## THE PROBLEM:
Rewrite the data below with "Kindly" replaced by "Please" and everything else unchanged. Omit the pictures from your output.

## DATA SHOWN:

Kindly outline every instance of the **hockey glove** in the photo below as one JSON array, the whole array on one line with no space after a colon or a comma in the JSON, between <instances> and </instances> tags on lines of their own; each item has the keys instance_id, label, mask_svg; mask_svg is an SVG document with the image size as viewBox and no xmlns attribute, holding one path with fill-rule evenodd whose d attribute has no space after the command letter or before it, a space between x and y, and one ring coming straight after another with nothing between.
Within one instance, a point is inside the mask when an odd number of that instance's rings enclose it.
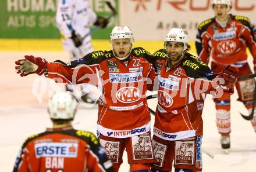
<instances>
[{"instance_id":1,"label":"hockey glove","mask_svg":"<svg viewBox=\"0 0 256 172\"><path fill-rule=\"evenodd\" d=\"M80 47L83 43L83 39L79 35L76 34L74 31L71 33L71 39L76 47Z\"/></svg>"},{"instance_id":2,"label":"hockey glove","mask_svg":"<svg viewBox=\"0 0 256 172\"><path fill-rule=\"evenodd\" d=\"M44 58L35 57L33 56L25 56L25 59L15 61L17 74L20 74L22 77L32 74L42 75L47 68L48 61Z\"/></svg>"},{"instance_id":3,"label":"hockey glove","mask_svg":"<svg viewBox=\"0 0 256 172\"><path fill-rule=\"evenodd\" d=\"M234 87L239 72L234 67L227 65L224 67L222 73L220 75L220 78L224 79L225 83L221 86L224 88L232 89Z\"/></svg>"},{"instance_id":4,"label":"hockey glove","mask_svg":"<svg viewBox=\"0 0 256 172\"><path fill-rule=\"evenodd\" d=\"M109 19L98 16L97 20L94 23L94 25L101 28L105 28L109 23Z\"/></svg>"}]
</instances>

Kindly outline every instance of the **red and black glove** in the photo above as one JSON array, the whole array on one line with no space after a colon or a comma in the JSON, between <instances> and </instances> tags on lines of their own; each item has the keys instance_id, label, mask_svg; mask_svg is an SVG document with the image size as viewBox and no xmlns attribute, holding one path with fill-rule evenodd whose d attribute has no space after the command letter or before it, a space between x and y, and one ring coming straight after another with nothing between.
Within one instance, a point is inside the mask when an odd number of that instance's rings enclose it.
<instances>
[{"instance_id":1,"label":"red and black glove","mask_svg":"<svg viewBox=\"0 0 256 172\"><path fill-rule=\"evenodd\" d=\"M225 83L221 84L222 86L227 89L232 89L234 87L239 72L236 68L230 65L224 67L222 73L221 74L219 77L224 79Z\"/></svg>"},{"instance_id":2,"label":"red and black glove","mask_svg":"<svg viewBox=\"0 0 256 172\"><path fill-rule=\"evenodd\" d=\"M109 19L97 16L97 19L94 24L101 28L105 28L109 23Z\"/></svg>"},{"instance_id":3,"label":"red and black glove","mask_svg":"<svg viewBox=\"0 0 256 172\"><path fill-rule=\"evenodd\" d=\"M22 77L32 74L42 75L47 68L48 61L42 57L35 57L33 56L24 56L25 59L19 60L15 61L15 69L17 74L20 74ZM27 62L26 60L29 61ZM34 65L31 64L33 63ZM37 67L36 67L37 66Z\"/></svg>"}]
</instances>

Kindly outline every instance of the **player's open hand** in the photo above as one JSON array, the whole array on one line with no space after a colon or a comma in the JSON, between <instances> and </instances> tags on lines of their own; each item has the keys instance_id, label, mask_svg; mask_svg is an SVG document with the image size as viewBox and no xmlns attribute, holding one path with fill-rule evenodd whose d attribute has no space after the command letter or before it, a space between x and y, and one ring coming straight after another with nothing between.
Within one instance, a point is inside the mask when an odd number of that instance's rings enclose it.
<instances>
[{"instance_id":1,"label":"player's open hand","mask_svg":"<svg viewBox=\"0 0 256 172\"><path fill-rule=\"evenodd\" d=\"M17 74L20 74L23 77L32 74L41 75L44 73L48 63L44 58L27 55L24 57L25 59L15 61Z\"/></svg>"}]
</instances>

## ANSWER FOR THE TASK:
Please outline every instance of the **hockey glove** in the photo below as one JSON array, the whole array on one line with no space after a colon or a comma in the JSON, between <instances> and </instances> tags on lines of their own; each item has the keys instance_id, label, mask_svg; mask_svg is an SVG document with the image size as viewBox and no xmlns attribute, holding one path with fill-rule evenodd whose d attribute has no space after the command letter or before it, a space between x and y, and one ring coming straight after another with nothing between.
Within one instance, a point is inside the mask when an odd number of that instance's rings enclose it.
<instances>
[{"instance_id":1,"label":"hockey glove","mask_svg":"<svg viewBox=\"0 0 256 172\"><path fill-rule=\"evenodd\" d=\"M80 47L83 43L83 39L79 35L76 34L74 31L71 33L71 39L76 47Z\"/></svg>"},{"instance_id":2,"label":"hockey glove","mask_svg":"<svg viewBox=\"0 0 256 172\"><path fill-rule=\"evenodd\" d=\"M44 58L35 57L33 56L25 56L25 59L15 61L17 74L20 74L22 77L32 74L42 75L47 68L48 61Z\"/></svg>"},{"instance_id":3,"label":"hockey glove","mask_svg":"<svg viewBox=\"0 0 256 172\"><path fill-rule=\"evenodd\" d=\"M234 87L239 72L234 67L227 65L224 67L222 73L220 75L220 78L224 79L225 83L221 86L224 88L232 89Z\"/></svg>"},{"instance_id":4,"label":"hockey glove","mask_svg":"<svg viewBox=\"0 0 256 172\"><path fill-rule=\"evenodd\" d=\"M109 19L98 16L97 20L94 23L94 25L101 28L105 28L109 23Z\"/></svg>"}]
</instances>

Please outline every instance of the **red and black glove** in the photo above as one JSON array, the whole array on one line with no space after a colon or a comma in the JSON, between <instances> and </instances> tags on lines of their own; each item has the keys instance_id, label, mask_svg; mask_svg is an SVG document with the image size as viewBox and no xmlns attribute, holding one path with fill-rule evenodd whose d attribute has no space after the command letter or before it, a space between x and y, and one ring coming straight after another with nothing between.
Within one instance, a point is inside the mask when an odd number of that instance's rings enclose it.
<instances>
[{"instance_id":1,"label":"red and black glove","mask_svg":"<svg viewBox=\"0 0 256 172\"><path fill-rule=\"evenodd\" d=\"M225 83L221 84L222 86L227 89L232 89L234 87L239 72L236 68L230 65L224 67L222 73L221 74L219 77L224 79Z\"/></svg>"},{"instance_id":2,"label":"red and black glove","mask_svg":"<svg viewBox=\"0 0 256 172\"><path fill-rule=\"evenodd\" d=\"M109 19L97 16L97 19L94 24L101 28L105 28L109 23Z\"/></svg>"},{"instance_id":3,"label":"red and black glove","mask_svg":"<svg viewBox=\"0 0 256 172\"><path fill-rule=\"evenodd\" d=\"M22 77L32 74L42 75L47 68L48 61L42 57L35 57L33 56L24 56L25 59L19 60L15 61L15 69L17 74L20 74ZM27 62L26 60L29 61ZM34 65L31 64L33 63ZM37 67L36 67L37 66Z\"/></svg>"}]
</instances>

Please outline every instance of the **player's open hand** in the photo above as one JSON array, the whole array on one line with no space after a colon or a comma in the JSON, between <instances> and </instances> tags on lines of their own; each item has the keys instance_id, label, mask_svg; mask_svg is an SVG document with the image size as viewBox and no xmlns attribute, holding one path with fill-rule evenodd whose d attribute has no space after the command letter or before it, a space between x and y, and one ring coming straight after another with nothing between.
Within one instance, a point is inside the mask when an odd number of that instance's rings enclose it.
<instances>
[{"instance_id":1,"label":"player's open hand","mask_svg":"<svg viewBox=\"0 0 256 172\"><path fill-rule=\"evenodd\" d=\"M17 74L20 74L23 77L32 74L41 75L44 73L48 63L44 58L27 55L24 57L25 59L15 61Z\"/></svg>"}]
</instances>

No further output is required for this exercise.